Problem » With pictures removed, print the listing exactly.

Task data »
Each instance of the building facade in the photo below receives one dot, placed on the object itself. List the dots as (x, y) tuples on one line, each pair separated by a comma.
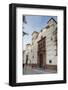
[(42, 52)]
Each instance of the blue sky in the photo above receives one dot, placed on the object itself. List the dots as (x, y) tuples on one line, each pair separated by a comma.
[(34, 23)]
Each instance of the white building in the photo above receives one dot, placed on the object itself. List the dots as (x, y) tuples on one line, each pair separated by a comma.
[(42, 52)]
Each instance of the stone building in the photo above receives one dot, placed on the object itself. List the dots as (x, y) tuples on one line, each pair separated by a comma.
[(42, 52)]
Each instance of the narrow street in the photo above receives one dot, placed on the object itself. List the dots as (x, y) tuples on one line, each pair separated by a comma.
[(29, 70)]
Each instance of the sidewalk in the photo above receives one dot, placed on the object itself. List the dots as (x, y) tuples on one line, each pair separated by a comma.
[(29, 70)]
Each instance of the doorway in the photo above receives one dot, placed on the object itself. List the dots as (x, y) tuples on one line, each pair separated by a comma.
[(41, 60)]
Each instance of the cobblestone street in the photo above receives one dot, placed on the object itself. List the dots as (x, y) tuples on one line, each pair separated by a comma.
[(29, 70)]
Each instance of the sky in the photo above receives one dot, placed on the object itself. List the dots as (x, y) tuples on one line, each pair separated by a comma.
[(34, 23)]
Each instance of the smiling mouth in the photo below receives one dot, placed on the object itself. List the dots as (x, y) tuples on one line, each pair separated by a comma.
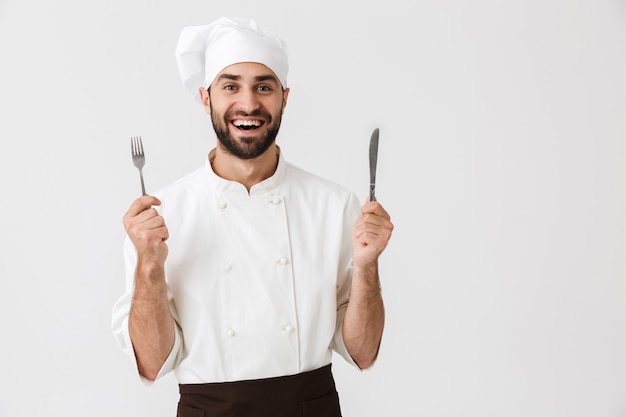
[(247, 124)]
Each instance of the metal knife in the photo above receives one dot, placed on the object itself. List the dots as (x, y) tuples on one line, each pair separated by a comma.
[(373, 160)]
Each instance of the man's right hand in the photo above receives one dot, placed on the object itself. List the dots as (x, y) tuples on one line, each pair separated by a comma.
[(147, 230)]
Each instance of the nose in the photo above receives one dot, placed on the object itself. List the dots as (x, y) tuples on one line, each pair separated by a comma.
[(248, 100)]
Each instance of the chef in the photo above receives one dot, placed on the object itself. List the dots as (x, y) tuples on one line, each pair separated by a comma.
[(244, 276)]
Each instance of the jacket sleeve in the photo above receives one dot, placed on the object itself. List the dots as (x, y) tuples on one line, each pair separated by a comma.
[(121, 311), (344, 279)]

Output »
Each instance of the building facade in the photo below receives one dot, placed on the object itself. List the dots as (x, y) tuples on one line, each pair separated by a comma.
[(42, 52)]
Each instance of the blue sky in the photo above receives one dot, placed on the object itself. List the dots as (x, y) tuples on one line, each pair separated by a comma.
[(34, 23)]
Each instance of the white building in the photo above receives one dot, placed on the object itself. List the dots as (x, y) tuples on one line, each pair separated by a comma.
[(42, 52)]
Each instance of the stone building in the photo above receives one dot, placed on the object itself. List the dots as (x, y) tuples on one line, each pair separated by a comma.
[(42, 52)]
Each instance of the narrow street in the photo above receives one dot, placed on the object itself. List the dots as (x, y) tuples on one line, each pair separated by a comma.
[(29, 70)]
Each instance of the sidewalk in the photo above receives one dot, placed on the object itself. List the dots as (x, y) tuples on one line, each pair separated by a comma.
[(29, 70)]
Each instance of the doorway in the photo above receives one dot, placed on the object itself. List the dots as (x, y) tuples on one line, each pair separated by a comma.
[(41, 60)]
Each instance of the cobblestone street in the photo above receives one dot, placed on the object itself. List the dots as (x, y) tuples on one line, each pair separated by a comma.
[(29, 70)]
Each instance of the sky in the photo above receives one dot, placed on the object itself. List the dots as (x, y) tuples on one line, each pair separated by a comma.
[(34, 23)]
Each instance of the smiling mouth in the photo below receives one dot, placed on the object itself. List the dots as (x, y) tuples on one line, each pair separated by a comma.
[(247, 124)]
Each instance of the metal knife in the photo above receives one dot, placed on the object itself. List the dots as (x, y) tuples on one line, each pair separated by a comma.
[(373, 160)]
Each instance of the man's right hand in the photo above receives one dot, placed on the object itself. List the dots as (x, y) tuples on one line, each pair separated by a comma.
[(147, 230)]
Each instance of the nose in the photo above receives one dot, placed on the object itself. List the dots as (x, y) tuples on one line, each pair separated by a comma.
[(248, 100)]
Each instance of the chef in the photo above receives one dot, placed on the object itself. List the dots as (x, y) tuples on one line, each pair separated by a comma.
[(244, 276)]
Each instance of the jacket sleeve in the photo above receives one dot, placed on the object itself. List the dots as (x, y) tuples on one line, each pair separated by a comma.
[(121, 311), (344, 279)]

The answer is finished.